▶ [DOCUMENT]
ESG investing today is somewhere between a joke and a scam. We need to act, fast

Sustainability investing has exploded since the signing of the Paris Agreement, but it is seriously flawed: there are no universal rules for ESG risks, or clear frameworks to police ESG products. Part of the solution is to put a price on the ‘E’ in ESG, argues Assaad Razzouk

Sustainable investing
The true risks arising from nature loss and climate change often are not accounted for or understood, including by investors, according to Polman and Zabey. Image: Ashish Jain/Flickr.com

ESG refers to the Environmental, Social and Governance risks embedded in a business, while ESG investing is about taking these risks into account in investment decisions. Put another way, ESG is everything not on a company’s balance sheet or earnings; and that is precisely its Achilles’ heel.

Big business

ESG investing has become a huge business.  From about a zero market share of assets under management 10 years ago, ESG-labelled funds in the United States today are $16 trillion, one out of three professionally managed dollars.

ESG has a long history but only took off five years ago. The game changer was the Paris Agreement, signed in 2015, as well as the United Nations’ Sustainable Development Goals, adopted in the same year. 

Challenges

There are no universal rules to analyse ESG risks in most companies, or clear frameworks to police ESG-labelled investment products. 

For example, deforestation is a major driver of climate change. You would think it’s being used as a filter to ensure companies in ESG-labelled funds are not turning a blind eye to deforestation, but you would be wrong. Carbon Tracker, a thinktank, found that 78 per cent of mutual fund providers offered ESG investments but none specifically excluded deforestation risk. Not a single one actively priced climate risk either.

Inconsistencies and abuse are rife. BNP Paribas, the largest bank in the Eurozone, never wastes an opportunity to boast of its green credentials. It’s also the world’s top banker of offshore oil and gas over the last five years and managed to increase fossil fuels lending since the Paris agreement. Here’s the same BNP on sustainable investing: “Why sustainable investing? Quite simply, it is worth it”. BNP peddles ESG products to its clients with one hand, while its other hand fuels the climate crisis.

Investment managers and banks are taking advantage of our collective willingness to help fight climate change because the ESG space is, to put it mildly, a zoo. Epic greenwashing is everywhere: Out of 253 funds that switched to an ESG focus in 2020 in the US, 87 per cent of them rebranded by adding words such as “sustainable” or “ESG” or “green” or “climate” to their names. None changed their stock or bond holdings at that point.

▶ [MATERIAL SHOWN]
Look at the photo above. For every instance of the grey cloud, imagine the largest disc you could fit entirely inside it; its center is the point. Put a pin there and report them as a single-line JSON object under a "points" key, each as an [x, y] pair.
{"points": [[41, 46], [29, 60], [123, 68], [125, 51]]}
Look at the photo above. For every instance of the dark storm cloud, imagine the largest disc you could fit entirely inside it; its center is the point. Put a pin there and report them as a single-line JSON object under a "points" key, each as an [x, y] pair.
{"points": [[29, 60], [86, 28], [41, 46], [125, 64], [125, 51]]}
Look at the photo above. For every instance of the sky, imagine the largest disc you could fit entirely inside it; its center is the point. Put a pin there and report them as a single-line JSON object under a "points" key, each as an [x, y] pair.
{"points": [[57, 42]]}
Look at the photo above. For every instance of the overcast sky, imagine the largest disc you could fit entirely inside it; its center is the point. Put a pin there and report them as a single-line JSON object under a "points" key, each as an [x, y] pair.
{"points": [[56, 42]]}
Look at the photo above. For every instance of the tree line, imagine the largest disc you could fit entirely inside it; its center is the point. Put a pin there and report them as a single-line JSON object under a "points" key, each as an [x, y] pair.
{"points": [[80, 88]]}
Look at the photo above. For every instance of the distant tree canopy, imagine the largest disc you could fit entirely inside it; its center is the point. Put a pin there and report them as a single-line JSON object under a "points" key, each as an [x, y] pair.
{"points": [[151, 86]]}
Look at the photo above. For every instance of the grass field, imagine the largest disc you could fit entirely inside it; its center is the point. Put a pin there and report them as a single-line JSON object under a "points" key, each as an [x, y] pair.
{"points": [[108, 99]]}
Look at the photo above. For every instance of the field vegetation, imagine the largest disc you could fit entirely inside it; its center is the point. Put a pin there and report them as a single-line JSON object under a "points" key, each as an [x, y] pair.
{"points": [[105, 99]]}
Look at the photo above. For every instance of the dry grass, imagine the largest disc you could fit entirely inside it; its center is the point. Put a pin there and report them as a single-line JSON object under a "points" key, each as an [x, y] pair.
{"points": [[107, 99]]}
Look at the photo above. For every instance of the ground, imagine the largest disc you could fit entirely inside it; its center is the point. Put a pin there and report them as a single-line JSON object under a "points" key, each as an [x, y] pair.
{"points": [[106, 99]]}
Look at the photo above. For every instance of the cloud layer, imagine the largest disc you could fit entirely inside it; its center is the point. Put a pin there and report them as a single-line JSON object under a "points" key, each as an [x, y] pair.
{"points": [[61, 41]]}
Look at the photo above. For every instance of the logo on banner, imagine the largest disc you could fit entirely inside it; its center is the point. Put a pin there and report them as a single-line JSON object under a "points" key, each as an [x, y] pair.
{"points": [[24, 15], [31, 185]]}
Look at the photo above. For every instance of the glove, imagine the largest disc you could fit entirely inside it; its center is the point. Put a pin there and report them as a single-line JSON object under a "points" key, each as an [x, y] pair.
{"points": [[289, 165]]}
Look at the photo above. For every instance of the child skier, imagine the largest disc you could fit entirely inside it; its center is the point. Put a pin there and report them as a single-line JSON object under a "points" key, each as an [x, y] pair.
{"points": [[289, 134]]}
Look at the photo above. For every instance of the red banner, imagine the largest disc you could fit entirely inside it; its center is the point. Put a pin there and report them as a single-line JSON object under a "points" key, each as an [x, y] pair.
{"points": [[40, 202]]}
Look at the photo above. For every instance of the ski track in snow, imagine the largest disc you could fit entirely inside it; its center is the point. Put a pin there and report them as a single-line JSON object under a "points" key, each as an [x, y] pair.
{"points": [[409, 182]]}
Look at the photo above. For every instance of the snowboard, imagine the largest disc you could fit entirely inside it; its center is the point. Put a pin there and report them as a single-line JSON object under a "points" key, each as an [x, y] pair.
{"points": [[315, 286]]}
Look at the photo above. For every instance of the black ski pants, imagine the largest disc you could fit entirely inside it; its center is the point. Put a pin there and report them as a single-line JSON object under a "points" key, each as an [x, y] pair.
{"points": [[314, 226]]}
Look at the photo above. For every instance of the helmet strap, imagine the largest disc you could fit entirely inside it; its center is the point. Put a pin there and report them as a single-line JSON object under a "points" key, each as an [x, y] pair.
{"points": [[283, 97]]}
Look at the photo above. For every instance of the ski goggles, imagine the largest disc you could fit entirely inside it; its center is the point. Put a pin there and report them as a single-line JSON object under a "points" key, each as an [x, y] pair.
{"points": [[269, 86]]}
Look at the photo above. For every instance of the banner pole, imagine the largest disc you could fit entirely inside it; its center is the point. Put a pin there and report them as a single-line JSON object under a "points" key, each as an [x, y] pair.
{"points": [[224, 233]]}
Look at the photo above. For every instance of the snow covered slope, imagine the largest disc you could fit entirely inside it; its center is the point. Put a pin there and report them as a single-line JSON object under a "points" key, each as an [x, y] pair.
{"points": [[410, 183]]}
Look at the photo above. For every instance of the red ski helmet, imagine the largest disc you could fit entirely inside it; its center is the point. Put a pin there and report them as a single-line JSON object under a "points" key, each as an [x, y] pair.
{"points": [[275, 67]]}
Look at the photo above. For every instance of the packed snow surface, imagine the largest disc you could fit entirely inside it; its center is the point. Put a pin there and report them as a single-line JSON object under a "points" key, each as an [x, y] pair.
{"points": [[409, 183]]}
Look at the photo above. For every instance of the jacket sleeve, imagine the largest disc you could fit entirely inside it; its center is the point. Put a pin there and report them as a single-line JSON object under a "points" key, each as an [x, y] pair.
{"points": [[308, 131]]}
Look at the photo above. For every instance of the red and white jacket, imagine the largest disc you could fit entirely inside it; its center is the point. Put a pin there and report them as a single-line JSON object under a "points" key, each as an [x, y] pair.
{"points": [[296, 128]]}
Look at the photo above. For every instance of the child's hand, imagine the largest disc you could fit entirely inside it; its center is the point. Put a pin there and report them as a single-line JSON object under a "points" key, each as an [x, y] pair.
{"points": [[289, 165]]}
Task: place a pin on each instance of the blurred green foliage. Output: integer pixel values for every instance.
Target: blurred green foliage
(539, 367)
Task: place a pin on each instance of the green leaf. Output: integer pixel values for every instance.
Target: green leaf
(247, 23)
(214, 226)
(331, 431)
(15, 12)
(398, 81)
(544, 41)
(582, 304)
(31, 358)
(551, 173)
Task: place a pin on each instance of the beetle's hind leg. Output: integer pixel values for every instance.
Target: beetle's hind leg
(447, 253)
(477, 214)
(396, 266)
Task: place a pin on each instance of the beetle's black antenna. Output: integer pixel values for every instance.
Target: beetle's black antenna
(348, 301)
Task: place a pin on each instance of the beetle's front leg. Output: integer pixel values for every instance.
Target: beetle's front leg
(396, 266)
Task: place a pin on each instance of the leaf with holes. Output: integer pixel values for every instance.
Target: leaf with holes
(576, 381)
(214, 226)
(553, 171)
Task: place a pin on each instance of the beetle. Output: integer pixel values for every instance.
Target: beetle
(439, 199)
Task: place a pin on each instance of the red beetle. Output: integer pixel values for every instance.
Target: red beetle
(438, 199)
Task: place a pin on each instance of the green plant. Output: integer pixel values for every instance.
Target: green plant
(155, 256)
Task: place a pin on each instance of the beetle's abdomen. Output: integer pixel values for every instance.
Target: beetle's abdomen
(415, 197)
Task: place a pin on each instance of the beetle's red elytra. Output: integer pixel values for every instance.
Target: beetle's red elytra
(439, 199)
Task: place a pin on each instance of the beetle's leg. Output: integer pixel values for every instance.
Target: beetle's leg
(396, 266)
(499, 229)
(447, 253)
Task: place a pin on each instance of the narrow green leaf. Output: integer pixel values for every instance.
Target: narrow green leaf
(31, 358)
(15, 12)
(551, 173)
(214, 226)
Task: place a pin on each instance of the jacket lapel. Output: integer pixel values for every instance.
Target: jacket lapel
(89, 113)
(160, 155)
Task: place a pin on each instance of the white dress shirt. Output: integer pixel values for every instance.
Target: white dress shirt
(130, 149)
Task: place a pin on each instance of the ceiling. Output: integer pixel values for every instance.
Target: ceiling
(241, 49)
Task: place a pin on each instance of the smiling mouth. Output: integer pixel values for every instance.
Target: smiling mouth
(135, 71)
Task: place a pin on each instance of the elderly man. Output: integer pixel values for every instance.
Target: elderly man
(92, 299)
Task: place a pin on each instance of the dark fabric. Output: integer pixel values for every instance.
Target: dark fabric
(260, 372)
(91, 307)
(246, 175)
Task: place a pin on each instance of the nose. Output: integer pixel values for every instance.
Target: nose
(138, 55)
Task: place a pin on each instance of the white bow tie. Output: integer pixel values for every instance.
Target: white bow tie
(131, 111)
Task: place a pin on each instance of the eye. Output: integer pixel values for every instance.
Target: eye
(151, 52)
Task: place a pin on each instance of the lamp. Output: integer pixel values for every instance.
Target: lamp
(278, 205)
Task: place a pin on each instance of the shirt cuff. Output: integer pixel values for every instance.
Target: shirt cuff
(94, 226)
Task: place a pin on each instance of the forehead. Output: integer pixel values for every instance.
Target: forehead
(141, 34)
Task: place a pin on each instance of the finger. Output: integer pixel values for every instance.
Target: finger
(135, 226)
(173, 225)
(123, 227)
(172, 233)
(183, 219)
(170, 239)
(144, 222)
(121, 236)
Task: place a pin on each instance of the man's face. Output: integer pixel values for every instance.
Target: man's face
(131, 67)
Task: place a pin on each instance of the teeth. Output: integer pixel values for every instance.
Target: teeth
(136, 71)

==

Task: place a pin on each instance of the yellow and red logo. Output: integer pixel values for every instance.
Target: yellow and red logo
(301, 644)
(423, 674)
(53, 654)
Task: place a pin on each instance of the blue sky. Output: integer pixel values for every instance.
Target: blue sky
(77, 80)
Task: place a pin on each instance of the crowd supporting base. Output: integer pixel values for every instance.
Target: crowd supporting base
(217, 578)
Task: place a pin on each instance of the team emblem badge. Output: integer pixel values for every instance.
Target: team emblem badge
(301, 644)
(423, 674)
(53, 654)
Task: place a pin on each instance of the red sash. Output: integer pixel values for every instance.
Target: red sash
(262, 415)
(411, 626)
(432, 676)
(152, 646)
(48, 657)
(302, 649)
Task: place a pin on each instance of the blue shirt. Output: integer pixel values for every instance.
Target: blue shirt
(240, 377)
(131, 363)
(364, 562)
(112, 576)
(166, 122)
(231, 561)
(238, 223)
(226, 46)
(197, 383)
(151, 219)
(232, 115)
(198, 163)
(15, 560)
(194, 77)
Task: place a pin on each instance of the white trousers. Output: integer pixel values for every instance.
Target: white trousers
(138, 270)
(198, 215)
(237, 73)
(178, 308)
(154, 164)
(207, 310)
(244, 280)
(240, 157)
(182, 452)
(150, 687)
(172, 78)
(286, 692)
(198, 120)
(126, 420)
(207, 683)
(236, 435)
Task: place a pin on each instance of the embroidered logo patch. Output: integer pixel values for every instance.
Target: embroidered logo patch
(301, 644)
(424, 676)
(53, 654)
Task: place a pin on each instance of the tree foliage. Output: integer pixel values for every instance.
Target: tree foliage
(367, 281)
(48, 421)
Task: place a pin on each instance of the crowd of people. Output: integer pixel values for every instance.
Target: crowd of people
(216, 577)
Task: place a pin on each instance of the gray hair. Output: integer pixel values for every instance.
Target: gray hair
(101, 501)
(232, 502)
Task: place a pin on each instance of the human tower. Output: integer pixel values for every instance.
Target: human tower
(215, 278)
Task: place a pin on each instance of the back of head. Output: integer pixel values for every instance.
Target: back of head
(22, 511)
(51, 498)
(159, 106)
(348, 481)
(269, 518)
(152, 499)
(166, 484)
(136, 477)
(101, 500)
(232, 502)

▶ [WRITTEN INSTRUCTION 1] According to the ESG investing article, what percentage of mutual fund providers offered ESG investments, as found by Carbon Tracker?
▶ [WRITTEN INSTRUCTION 2] Rewrite the ESG investing article from the words "Big business" through "the same year.", replacing "Paris Agreement" with "Paris Accord".

▶ [CORRECT RESPONSE 1] 78 per cent

▶ [CORRECT RESPONSE 2]
Big business

ESG investing has become a huge business.  From about a zero market share of assets under management 10 years ago, ESG-labelled funds in the United States today are $16 trillion, one out of three professionally managed dollars.

ESG has a long history but only took off five years ago. The game changer was the Paris Accord, signed in 2015, as well as the United Nations’ Sustainable Development Goals, adopted in the same year.